__ZADANIE DO WYKONANIA__.
Przepisz dokładnie wszystkie poniższe wiersze, bez obrazów.

__WYMIENIONE WIERSZE__.

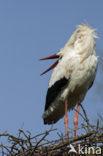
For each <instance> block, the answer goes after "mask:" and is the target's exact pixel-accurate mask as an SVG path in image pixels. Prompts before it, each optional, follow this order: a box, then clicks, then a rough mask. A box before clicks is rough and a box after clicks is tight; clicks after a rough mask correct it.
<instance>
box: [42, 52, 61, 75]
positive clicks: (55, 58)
mask: <svg viewBox="0 0 103 156" xmlns="http://www.w3.org/2000/svg"><path fill="white" fill-rule="evenodd" d="M56 58H59V56H58V55H56V54H54V55H52V56H48V57H45V58H42V59H40V60H48V59H56ZM57 64H58V60H57V61H56V62H55V63H54V64H53V65H52V66H50V67H49V68H48V69H47V70H45V71H44V72H43V73H41V75H43V74H45V73H47V72H48V71H50V70H51V69H53V68H54V67H55V66H56V65H57Z"/></svg>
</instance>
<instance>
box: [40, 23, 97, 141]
mask: <svg viewBox="0 0 103 156" xmlns="http://www.w3.org/2000/svg"><path fill="white" fill-rule="evenodd" d="M97 38H98V37H97V35H96V32H95V29H91V28H90V26H89V25H88V24H81V25H79V26H78V27H77V29H76V31H75V32H74V33H73V35H72V36H71V38H70V39H69V41H68V42H67V43H66V45H65V46H64V48H62V49H61V50H60V51H59V52H58V53H57V54H54V55H52V56H49V57H46V58H43V59H41V60H46V59H53V58H58V60H57V61H56V62H55V63H54V64H53V65H52V66H51V67H50V68H49V69H47V70H46V71H45V72H43V73H42V74H41V75H43V74H44V73H46V72H48V71H49V70H51V69H52V68H53V67H55V68H54V70H53V73H52V75H51V79H50V82H49V86H48V91H47V96H46V104H45V111H44V114H43V120H44V124H53V123H56V122H57V121H58V120H59V119H60V118H62V117H63V116H64V114H65V117H64V123H65V134H66V138H67V128H68V117H67V111H68V110H71V109H73V108H74V107H75V105H76V104H78V105H77V111H76V114H75V117H74V126H75V136H76V137H77V125H78V112H79V108H80V104H81V102H82V101H83V100H84V97H85V95H86V93H87V91H88V90H89V89H90V88H91V86H92V85H93V82H94V79H95V75H96V71H97V66H98V59H97V56H96V53H95V45H96V44H95V41H94V40H95V39H97Z"/></svg>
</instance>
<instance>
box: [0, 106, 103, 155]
mask: <svg viewBox="0 0 103 156" xmlns="http://www.w3.org/2000/svg"><path fill="white" fill-rule="evenodd" d="M81 107H82V110H83V112H84V116H83V115H82V114H80V113H79V114H80V115H81V116H82V118H83V119H84V120H85V124H83V123H82V124H81V126H80V127H79V128H78V130H79V129H82V132H84V133H82V134H81V135H80V136H78V137H73V135H72V134H73V133H74V129H70V130H69V131H68V140H67V141H65V136H63V135H61V134H59V133H58V132H57V135H58V136H59V139H57V140H47V136H48V135H49V134H50V133H53V132H54V131H57V129H53V126H51V128H50V129H49V130H47V131H46V132H44V133H41V134H37V135H35V136H31V133H30V132H29V131H26V132H24V130H23V129H19V130H18V135H17V136H13V135H11V134H9V133H7V132H5V133H2V134H0V137H1V140H2V137H4V138H6V142H7V145H5V144H2V143H1V144H0V152H1V154H2V156H68V155H70V156H75V155H81V156H82V155H83V156H92V155H101V156H102V155H103V125H102V123H103V118H102V117H101V116H100V115H98V116H99V118H98V119H97V122H96V124H95V125H92V124H90V123H89V120H88V118H87V115H86V112H85V110H84V108H83V106H82V105H81ZM69 136H70V137H69ZM71 149H72V150H71ZM73 149H74V150H75V151H73ZM1 154H0V155H1Z"/></svg>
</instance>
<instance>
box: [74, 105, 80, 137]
mask: <svg viewBox="0 0 103 156" xmlns="http://www.w3.org/2000/svg"><path fill="white" fill-rule="evenodd" d="M79 109H80V103H79V104H78V106H77V110H76V113H75V117H74V127H75V137H77V125H78V113H79Z"/></svg>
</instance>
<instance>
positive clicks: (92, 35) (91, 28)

__ODPOWIEDŹ__.
For each <instance> block, the answer goes after "mask:" and is the target's exact pixel-accurate mask as an SVG path in image pixels. Prompts before it, each optional, follow this order: a box, then clicks, then a rough mask. A box before clicks is rough and a box after clicks is tight; clicks after a rough mask correct it.
<instance>
box: [42, 52, 61, 75]
positive clicks: (55, 58)
mask: <svg viewBox="0 0 103 156" xmlns="http://www.w3.org/2000/svg"><path fill="white" fill-rule="evenodd" d="M56 58H59V56H58V55H56V54H54V55H52V56H48V57H45V58H42V59H40V60H48V59H56ZM57 64H58V60H57V61H56V62H55V63H54V64H53V65H52V66H50V67H49V68H48V69H47V70H45V71H44V72H43V73H41V75H43V74H45V73H47V72H48V71H50V70H51V69H53V68H54V67H55V66H56V65H57Z"/></svg>
</instance>
<instance>
box: [40, 23, 97, 141]
mask: <svg viewBox="0 0 103 156" xmlns="http://www.w3.org/2000/svg"><path fill="white" fill-rule="evenodd" d="M97 38H98V37H97V35H96V32H95V29H91V28H90V26H89V25H88V24H81V25H79V26H78V27H77V29H76V31H75V32H74V33H73V35H72V36H71V38H70V39H69V41H68V42H67V43H66V45H65V46H64V48H62V49H61V50H60V51H59V52H58V53H57V54H54V55H52V56H49V57H46V58H43V59H41V60H46V59H53V58H58V60H57V61H56V62H55V63H54V64H53V65H52V66H51V67H50V68H49V69H47V70H46V71H45V72H43V73H42V74H41V75H43V74H44V73H46V72H48V71H49V70H51V69H52V68H53V67H55V68H54V70H53V73H52V75H51V79H50V82H49V86H48V91H47V96H46V104H45V111H44V114H43V120H44V124H53V123H56V122H57V121H58V120H59V119H60V118H62V117H63V116H64V114H65V117H64V123H65V134H66V138H67V128H68V117H67V111H68V110H71V109H73V108H74V107H75V105H76V104H78V105H77V111H76V114H75V117H74V126H75V136H76V137H77V125H78V112H79V108H80V104H81V102H82V101H83V100H84V97H85V95H86V93H87V91H88V90H89V89H90V88H91V86H92V85H93V82H94V79H95V75H96V71H97V66H98V59H97V56H96V53H95V45H96V44H95V41H94V40H95V39H97Z"/></svg>
</instance>
<instance>
box: [0, 106, 103, 155]
mask: <svg viewBox="0 0 103 156" xmlns="http://www.w3.org/2000/svg"><path fill="white" fill-rule="evenodd" d="M81 107H82V110H83V112H84V116H83V115H82V114H80V113H79V114H80V115H81V116H82V118H83V119H84V120H85V124H83V123H82V124H81V126H80V127H79V128H78V130H79V129H82V132H84V133H82V134H81V135H80V136H78V137H73V135H72V134H73V133H74V129H70V130H69V131H68V140H67V141H65V136H63V135H61V134H59V133H58V132H57V135H58V136H59V139H57V140H47V136H48V135H49V134H50V133H53V132H54V131H57V129H53V126H51V128H50V129H49V130H47V131H46V132H44V133H41V134H37V135H35V136H31V133H30V132H29V131H26V132H24V130H23V129H19V130H18V135H17V136H13V135H11V134H9V133H7V132H5V133H2V134H0V137H1V140H2V137H4V138H6V142H7V145H5V144H2V143H1V144H0V152H1V154H2V156H68V155H70V156H75V155H81V156H82V155H83V156H92V155H101V156H102V155H103V125H102V123H103V118H102V117H101V116H100V115H98V116H99V118H98V119H97V122H96V124H95V125H92V124H90V123H89V120H88V118H87V115H86V112H85V110H84V108H83V106H82V105H81ZM69 136H70V137H69ZM71 149H72V150H71ZM73 149H74V150H75V151H73ZM1 154H0V155H1Z"/></svg>
</instance>
<instance>
box: [74, 105, 80, 137]
mask: <svg viewBox="0 0 103 156" xmlns="http://www.w3.org/2000/svg"><path fill="white" fill-rule="evenodd" d="M79 109H80V103H79V104H78V106H77V110H76V113H75V117H74V127H75V137H77V125H78V113H79Z"/></svg>
</instance>
<instance>
positive clicks: (92, 35) (91, 28)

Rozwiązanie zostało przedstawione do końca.